■ **WHAT NEEDS TO BE DONE**
Swap "Target" for "Label" everywhere in the entries below, and write all the lines out again with nothing else changed.

Excerpts from point annotation data:
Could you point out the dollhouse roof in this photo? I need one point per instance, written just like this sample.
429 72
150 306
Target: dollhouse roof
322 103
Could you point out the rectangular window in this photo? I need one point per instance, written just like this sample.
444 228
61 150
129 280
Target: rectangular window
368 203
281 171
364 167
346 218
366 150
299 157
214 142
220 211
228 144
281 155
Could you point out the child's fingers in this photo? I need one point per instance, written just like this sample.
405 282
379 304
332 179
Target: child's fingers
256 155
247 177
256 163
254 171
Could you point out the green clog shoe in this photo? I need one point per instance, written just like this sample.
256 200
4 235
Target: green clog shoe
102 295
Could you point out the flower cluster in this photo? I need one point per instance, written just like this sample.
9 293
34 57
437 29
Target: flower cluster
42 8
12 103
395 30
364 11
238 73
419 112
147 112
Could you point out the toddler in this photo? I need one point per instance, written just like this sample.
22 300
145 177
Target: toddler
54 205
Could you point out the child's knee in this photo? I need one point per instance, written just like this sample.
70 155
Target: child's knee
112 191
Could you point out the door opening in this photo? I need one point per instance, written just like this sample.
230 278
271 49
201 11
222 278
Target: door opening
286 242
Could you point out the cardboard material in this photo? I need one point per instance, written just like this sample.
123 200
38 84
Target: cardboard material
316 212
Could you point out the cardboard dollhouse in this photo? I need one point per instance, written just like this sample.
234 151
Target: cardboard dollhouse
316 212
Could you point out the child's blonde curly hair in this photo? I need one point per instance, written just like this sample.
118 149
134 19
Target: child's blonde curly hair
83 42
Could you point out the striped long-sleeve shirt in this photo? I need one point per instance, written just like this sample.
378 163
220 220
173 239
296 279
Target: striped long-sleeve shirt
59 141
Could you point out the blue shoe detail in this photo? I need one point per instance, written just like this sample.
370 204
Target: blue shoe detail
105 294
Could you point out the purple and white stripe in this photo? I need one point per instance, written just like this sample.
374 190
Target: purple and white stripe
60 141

■ **EXERCISE RESULT**
Could you point out the dollhouse roof in this photo? I need one point per instance, written just like this sample.
429 72
150 306
Label: dollhouse roof
322 103
Could you point out the rectangular window in this photo? I need one point per instance, written just like this sample.
444 228
61 150
129 280
Label: rectangular window
368 203
281 171
364 167
346 218
366 150
299 157
214 142
220 211
228 144
281 155
Could you point out the child's fingers in this photo? I need one point per instance, written just like this sample.
405 282
379 304
332 179
Label: child's fingers
256 155
247 177
256 163
254 171
Could you point out the green clog shoe in this photo? I need one point per instance, written just like this sample.
256 200
4 235
Label: green clog shoe
102 295
Could you point out the flower cluster in this photo? I need one point per instance, written just like this sample.
9 293
34 57
437 29
Label: flower cluster
42 8
12 103
395 30
364 11
238 73
419 112
147 112
Could you point out the toddler in this photo? I need one point per instance, written just like this sample.
22 300
145 177
Label: toddler
54 205
Could you point out the child's knee in this photo? I need one point per instance, written just like this sample.
70 155
Label: child's knee
112 191
Could you point out the door opening in this photo? I need one point per instance, written just like this sample.
230 278
271 49
201 11
222 278
Label: door opening
286 242
Could you point out the cardboard material in this photo? I need one point per instance, written just like this sample.
123 200
38 84
Label: cardboard material
316 212
Could you point out the cardboard dollhouse in this photo? I need one point per instance, written just like this sample.
234 151
Label: cardboard dollhouse
316 212
Could you point out the child's blonde curly hair in this photo? I need one point per instance, written just like this sample.
118 149
134 19
Label: child's blonde curly hair
83 42
Could you point out the striped long-sleeve shirt in this photo? I need one point per instance, written just like this sample.
378 163
220 220
173 239
296 279
Label: striped long-sleeve shirt
59 141
Could you point out the blue shoe detail in this photo? I need one point per instance, written just like this sample.
370 204
Label: blue shoe detail
105 294
Could you point out the purple and white stripe in this photo? I need one point per instance, written just like this sample.
374 190
Label: purple and white stripe
60 141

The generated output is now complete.